EXERCISE DETAILS:
Search the entries below for "shorts". Report each line where it occurs.

DATASET RECORDS:

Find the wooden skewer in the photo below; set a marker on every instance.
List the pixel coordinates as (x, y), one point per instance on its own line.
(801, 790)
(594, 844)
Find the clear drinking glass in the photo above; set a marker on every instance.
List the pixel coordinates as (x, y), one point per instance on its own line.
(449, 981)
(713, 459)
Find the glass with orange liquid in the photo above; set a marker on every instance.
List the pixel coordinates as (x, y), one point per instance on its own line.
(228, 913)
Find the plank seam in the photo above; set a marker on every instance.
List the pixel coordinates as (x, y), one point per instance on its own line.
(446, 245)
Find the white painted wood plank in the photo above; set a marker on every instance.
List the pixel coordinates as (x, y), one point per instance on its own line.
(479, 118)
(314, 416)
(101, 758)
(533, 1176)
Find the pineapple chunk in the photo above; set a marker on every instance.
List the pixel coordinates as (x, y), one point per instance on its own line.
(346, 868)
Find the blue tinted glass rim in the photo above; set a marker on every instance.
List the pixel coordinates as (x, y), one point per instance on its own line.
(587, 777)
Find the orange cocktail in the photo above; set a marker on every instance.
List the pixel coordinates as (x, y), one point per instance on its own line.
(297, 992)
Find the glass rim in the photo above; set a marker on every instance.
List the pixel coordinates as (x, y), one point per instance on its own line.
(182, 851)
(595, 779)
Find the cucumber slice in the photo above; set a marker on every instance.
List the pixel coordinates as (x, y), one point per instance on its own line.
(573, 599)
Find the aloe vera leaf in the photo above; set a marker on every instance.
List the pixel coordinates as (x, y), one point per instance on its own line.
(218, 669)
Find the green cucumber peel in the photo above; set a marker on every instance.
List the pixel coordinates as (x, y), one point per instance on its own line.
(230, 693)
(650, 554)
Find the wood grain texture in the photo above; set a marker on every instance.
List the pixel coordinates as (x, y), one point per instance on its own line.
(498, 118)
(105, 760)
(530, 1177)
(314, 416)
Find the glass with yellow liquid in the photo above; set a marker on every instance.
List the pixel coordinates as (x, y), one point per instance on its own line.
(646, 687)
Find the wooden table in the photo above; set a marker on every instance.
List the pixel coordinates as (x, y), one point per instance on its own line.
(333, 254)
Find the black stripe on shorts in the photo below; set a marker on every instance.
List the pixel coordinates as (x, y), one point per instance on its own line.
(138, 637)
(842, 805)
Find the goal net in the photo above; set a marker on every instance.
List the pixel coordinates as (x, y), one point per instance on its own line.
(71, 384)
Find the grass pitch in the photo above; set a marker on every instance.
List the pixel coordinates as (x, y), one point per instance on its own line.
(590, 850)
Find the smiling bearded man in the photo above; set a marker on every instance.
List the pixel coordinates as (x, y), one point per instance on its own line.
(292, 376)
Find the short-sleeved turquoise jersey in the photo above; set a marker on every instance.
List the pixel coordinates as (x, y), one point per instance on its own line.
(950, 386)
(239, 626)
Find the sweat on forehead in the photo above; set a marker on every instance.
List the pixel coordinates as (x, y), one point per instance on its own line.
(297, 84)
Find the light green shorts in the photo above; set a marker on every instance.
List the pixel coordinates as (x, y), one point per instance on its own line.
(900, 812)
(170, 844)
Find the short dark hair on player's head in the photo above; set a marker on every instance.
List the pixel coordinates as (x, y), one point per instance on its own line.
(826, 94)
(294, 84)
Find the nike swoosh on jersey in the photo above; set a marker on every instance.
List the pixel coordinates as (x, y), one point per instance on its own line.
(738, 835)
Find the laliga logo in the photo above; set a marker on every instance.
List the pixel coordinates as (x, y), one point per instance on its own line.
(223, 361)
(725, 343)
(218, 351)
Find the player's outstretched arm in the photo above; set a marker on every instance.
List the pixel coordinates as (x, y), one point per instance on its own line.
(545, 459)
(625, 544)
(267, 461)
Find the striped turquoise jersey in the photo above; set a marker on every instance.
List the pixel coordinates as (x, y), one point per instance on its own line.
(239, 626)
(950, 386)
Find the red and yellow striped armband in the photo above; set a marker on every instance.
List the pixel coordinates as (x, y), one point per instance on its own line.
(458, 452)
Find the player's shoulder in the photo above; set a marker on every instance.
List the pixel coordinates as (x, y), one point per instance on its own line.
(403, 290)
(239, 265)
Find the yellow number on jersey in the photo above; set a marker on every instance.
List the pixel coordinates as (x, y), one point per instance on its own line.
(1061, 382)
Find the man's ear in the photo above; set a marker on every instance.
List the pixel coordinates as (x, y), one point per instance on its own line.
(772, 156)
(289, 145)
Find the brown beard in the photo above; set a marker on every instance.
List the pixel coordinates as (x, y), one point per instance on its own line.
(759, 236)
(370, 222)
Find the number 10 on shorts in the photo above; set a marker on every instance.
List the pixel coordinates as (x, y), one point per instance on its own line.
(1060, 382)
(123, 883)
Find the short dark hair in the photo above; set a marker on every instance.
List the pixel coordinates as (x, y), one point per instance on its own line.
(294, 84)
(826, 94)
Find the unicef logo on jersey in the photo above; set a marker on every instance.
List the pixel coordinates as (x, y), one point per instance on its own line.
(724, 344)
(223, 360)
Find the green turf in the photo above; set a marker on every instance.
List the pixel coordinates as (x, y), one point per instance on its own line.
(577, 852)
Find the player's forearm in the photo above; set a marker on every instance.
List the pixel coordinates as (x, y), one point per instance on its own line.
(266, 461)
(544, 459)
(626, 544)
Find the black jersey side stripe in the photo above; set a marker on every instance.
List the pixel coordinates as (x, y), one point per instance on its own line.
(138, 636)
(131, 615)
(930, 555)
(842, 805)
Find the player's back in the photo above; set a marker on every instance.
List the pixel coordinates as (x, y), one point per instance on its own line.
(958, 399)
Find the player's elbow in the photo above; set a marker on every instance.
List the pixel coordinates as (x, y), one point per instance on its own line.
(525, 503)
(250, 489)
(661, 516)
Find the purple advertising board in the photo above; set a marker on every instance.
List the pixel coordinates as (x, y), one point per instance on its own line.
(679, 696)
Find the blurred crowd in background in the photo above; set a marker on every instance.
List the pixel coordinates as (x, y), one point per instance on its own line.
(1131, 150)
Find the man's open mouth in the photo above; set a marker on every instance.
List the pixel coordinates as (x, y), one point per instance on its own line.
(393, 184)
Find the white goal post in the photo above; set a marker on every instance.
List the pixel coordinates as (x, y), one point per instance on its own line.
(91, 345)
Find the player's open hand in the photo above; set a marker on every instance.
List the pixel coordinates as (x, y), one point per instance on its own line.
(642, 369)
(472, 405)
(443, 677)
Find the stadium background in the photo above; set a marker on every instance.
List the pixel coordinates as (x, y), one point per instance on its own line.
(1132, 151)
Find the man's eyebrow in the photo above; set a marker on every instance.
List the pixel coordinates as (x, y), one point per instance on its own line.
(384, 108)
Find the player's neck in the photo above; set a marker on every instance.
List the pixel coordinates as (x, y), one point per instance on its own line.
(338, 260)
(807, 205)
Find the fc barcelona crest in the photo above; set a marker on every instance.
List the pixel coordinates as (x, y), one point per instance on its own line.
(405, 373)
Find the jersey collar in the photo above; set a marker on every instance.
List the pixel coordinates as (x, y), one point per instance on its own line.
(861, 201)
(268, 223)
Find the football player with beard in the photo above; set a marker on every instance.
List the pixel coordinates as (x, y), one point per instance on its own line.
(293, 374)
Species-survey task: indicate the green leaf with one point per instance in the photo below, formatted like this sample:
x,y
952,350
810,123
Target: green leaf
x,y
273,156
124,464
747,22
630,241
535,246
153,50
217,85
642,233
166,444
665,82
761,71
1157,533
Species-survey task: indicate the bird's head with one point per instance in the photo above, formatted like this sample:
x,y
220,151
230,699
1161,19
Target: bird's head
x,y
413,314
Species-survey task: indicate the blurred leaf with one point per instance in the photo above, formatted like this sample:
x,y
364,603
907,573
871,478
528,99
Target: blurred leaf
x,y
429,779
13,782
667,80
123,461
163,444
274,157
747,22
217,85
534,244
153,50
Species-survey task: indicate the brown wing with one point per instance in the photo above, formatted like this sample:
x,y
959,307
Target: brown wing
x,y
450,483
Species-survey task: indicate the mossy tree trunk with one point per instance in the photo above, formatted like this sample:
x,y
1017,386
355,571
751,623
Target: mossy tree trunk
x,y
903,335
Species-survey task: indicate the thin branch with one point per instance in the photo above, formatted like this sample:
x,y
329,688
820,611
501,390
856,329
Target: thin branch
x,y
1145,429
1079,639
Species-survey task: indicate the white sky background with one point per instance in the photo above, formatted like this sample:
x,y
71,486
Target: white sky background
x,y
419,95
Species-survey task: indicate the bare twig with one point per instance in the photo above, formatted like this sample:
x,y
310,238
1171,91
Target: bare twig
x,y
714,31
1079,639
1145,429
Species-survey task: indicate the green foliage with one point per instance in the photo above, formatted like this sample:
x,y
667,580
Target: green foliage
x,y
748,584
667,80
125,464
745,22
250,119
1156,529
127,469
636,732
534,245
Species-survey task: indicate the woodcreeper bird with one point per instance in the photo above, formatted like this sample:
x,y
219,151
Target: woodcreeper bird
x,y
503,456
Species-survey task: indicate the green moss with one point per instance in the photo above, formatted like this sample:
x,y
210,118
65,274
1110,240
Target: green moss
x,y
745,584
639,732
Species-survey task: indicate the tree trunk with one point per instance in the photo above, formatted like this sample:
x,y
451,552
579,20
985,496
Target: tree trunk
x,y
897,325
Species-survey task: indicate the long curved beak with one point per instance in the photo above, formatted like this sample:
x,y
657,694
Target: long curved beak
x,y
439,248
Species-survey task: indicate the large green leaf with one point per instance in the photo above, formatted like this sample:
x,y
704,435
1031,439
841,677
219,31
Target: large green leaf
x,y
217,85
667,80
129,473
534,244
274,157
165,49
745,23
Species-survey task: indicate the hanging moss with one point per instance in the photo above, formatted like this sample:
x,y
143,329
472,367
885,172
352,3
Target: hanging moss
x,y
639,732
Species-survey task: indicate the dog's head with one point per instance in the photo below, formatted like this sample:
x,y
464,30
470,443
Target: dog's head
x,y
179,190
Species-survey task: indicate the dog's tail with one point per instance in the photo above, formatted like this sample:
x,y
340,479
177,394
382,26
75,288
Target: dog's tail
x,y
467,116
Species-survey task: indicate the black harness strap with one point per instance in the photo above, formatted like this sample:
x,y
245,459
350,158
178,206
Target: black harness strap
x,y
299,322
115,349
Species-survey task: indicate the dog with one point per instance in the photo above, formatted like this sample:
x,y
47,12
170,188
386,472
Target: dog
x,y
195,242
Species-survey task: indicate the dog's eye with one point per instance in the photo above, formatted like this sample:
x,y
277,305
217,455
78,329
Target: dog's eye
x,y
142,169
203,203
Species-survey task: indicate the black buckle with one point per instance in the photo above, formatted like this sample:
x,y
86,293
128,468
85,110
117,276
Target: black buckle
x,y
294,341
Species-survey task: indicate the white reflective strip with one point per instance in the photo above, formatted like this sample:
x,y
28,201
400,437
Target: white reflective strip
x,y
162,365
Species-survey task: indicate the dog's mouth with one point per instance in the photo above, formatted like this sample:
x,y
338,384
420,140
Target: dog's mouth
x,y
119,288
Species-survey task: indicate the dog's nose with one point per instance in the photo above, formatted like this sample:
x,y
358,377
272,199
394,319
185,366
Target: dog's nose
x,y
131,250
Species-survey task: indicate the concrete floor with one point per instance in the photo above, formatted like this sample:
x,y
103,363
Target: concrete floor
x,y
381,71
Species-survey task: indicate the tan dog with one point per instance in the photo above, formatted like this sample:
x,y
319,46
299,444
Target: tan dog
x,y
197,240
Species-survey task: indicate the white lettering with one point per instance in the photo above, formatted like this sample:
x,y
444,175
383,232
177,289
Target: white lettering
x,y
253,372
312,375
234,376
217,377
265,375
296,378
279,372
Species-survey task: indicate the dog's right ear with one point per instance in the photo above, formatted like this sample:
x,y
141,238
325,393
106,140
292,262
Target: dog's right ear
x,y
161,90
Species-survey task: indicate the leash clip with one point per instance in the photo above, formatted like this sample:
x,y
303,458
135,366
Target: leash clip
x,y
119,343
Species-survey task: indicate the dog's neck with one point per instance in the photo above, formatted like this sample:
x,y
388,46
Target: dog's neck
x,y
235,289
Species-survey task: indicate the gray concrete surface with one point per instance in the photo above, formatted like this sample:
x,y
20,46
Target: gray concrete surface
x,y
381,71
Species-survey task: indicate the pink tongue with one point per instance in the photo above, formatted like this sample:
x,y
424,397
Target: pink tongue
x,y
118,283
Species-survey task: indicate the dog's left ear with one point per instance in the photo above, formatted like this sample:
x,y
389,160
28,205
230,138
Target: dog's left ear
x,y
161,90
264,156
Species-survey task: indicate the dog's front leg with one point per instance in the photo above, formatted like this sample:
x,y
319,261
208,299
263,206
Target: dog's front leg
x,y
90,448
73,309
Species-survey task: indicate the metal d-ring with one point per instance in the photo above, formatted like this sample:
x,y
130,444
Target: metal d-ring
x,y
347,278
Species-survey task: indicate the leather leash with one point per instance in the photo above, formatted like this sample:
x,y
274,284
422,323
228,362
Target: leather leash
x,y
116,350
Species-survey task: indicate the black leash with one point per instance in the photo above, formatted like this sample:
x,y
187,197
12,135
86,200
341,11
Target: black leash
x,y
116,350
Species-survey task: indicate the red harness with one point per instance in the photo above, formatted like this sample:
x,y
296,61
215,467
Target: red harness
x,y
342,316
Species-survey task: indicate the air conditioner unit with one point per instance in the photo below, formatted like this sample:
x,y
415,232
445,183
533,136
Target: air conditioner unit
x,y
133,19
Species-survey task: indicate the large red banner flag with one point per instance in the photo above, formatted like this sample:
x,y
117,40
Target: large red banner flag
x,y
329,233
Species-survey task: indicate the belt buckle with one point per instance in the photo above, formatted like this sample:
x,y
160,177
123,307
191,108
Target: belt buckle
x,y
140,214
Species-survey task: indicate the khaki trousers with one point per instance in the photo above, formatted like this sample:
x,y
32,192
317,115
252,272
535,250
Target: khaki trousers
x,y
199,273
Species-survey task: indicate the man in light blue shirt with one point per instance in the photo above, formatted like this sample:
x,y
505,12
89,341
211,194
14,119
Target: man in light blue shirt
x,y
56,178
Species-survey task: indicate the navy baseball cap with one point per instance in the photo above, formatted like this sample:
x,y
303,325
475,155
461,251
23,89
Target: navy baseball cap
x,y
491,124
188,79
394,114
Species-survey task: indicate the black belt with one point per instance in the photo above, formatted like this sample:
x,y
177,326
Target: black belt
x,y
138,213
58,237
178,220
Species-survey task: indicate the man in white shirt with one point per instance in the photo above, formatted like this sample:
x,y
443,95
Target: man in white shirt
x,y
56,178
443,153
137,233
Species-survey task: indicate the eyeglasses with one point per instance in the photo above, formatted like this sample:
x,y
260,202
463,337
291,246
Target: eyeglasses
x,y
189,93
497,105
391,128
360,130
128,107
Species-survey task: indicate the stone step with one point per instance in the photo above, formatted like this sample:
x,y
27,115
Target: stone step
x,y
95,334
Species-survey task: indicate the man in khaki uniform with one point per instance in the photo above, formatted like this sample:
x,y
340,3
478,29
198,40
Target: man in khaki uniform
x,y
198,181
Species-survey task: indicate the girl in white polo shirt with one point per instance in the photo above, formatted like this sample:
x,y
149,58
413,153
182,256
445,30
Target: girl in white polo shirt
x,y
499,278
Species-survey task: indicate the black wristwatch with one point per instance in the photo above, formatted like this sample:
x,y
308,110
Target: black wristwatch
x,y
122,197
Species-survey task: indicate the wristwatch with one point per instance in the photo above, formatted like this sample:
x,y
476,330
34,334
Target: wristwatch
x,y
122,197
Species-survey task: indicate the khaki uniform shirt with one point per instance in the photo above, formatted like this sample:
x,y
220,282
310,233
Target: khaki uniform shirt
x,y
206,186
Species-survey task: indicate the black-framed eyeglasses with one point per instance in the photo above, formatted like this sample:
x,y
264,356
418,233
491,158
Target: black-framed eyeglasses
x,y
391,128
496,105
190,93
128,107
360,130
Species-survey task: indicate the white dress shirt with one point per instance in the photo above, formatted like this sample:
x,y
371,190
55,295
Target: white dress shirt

ANSWER FOR THIS EXERCISE:
Find the black stripe on shorts in the photo below; set a marker on every instance.
Find the light green shorts in the photo above; set a marker on every instance.
Find the number 10 on shorts in the photo above; set a marker on every instance.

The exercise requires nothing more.